--- Material supplied Enclosed Below ---

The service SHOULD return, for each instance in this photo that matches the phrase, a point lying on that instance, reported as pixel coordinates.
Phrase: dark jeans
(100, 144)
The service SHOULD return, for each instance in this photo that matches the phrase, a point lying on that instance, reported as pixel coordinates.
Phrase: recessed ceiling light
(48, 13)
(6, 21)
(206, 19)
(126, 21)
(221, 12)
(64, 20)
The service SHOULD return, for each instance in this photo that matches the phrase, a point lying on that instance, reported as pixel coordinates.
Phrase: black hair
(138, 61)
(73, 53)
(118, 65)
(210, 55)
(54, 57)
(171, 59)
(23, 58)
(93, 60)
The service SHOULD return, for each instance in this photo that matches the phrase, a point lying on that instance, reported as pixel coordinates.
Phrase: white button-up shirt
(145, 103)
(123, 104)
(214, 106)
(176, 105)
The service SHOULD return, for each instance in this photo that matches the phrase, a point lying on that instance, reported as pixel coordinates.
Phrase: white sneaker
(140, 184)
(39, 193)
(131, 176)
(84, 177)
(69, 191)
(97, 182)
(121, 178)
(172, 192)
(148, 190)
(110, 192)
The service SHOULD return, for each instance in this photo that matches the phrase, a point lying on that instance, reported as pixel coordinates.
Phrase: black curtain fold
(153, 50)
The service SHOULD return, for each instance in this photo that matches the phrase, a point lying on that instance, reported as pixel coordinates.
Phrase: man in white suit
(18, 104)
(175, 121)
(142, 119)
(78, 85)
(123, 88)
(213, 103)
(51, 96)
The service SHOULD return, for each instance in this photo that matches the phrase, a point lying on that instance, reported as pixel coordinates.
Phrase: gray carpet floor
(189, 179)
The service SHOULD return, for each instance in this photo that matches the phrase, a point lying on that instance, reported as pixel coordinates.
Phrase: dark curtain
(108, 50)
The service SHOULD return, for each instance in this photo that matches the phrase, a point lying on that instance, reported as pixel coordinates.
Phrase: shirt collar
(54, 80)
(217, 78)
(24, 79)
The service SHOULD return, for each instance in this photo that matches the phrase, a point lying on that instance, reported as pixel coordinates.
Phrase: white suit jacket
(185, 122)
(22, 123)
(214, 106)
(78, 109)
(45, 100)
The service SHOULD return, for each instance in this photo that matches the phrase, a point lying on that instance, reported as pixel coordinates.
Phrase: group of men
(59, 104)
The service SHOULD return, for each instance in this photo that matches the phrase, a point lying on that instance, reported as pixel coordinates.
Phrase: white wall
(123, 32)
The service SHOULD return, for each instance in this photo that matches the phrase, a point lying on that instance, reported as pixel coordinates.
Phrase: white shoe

--- End of Enclosed Material supplied ---

* [Work instruction]: Give back the whole listing. Match it exactly.

* [Solution for this exercise]:
The service SHOULD return, for each instance in this photo that matches the phrase, a point lying on that instance, reported as pixel coordinates.
Phrase: dark jeans
(100, 144)
The service SHOULD return, for each instance in this photo that matches the phrase, a point lying on that instance, reported as pixel coordinates.
Phrase: recessed ceiling light
(48, 13)
(6, 21)
(206, 19)
(126, 21)
(221, 12)
(64, 20)
The service SHOULD return, for each instance in this photo that matches the phrase, a point lying on that instance, reported as pixel coordinates.
Phrase: black hair
(138, 61)
(73, 53)
(118, 65)
(210, 55)
(54, 57)
(171, 59)
(23, 58)
(93, 60)
The service SHOULD return, for each instance in this photo that matches the phrase, a point lying on that instance, reported as pixel coordinates.
Phrase: white button-up shirt
(145, 103)
(123, 104)
(214, 106)
(176, 105)
The service SHOULD return, for each instance in this photo that matches the phrase, a point lying on that instance, reported as pixel coordinates.
Phrase: white sneaker
(140, 184)
(39, 193)
(131, 176)
(84, 177)
(69, 191)
(97, 182)
(121, 178)
(172, 192)
(148, 190)
(110, 192)
The service SHOULD return, for each instance in this photo that matches the phrase, a point lying on that instance, reported as pixel coordinates.
Phrase: black curtain fold
(153, 50)
The service SHOULD return, for each instance in this photo that matches the phrase, a point lying on that instance, reported as pixel coordinates.
Phrase: man in white suit
(18, 104)
(175, 121)
(142, 119)
(78, 85)
(123, 88)
(213, 103)
(51, 96)
The service SHOULD return, for each instance in this photo that matches the phrase, a point lying on that instance, reported as pixel coordinates.
Phrase: gray carpet floor
(189, 179)
The service SHOULD return, for each instance in this photo that matches the phrase, a point lying on that instance, reported as pixel coordinates.
Phrase: dark curtain
(108, 50)
The service SHOULD return, for each instance in this photo that matches the phrase, a point lying on that instance, reported as pixel coordinates.
Phrase: shirt collar
(54, 80)
(217, 78)
(24, 79)
The service SHOULD return, for each instance in this photo that matches the phrase, a point lying on that instance, reported as pixel coordinates.
Phrase: white suit jacket
(185, 122)
(22, 123)
(214, 106)
(78, 109)
(45, 100)
The service SHOULD return, for each instance in this photo that matches the phrase, a point lying on that instance, reported as pixel coordinates.
Phrase: group of men
(59, 104)
The service SHOULD return, for each instance in this photo that matches the phrase, a point lying on that instance, reported as pixel coordinates.
Phrase: white wall
(123, 32)
The service SHOULD return, for each instance in this photo that matches the phrase, a point lying on that instance, reported as pixel coordinates.
Phrase: white shoe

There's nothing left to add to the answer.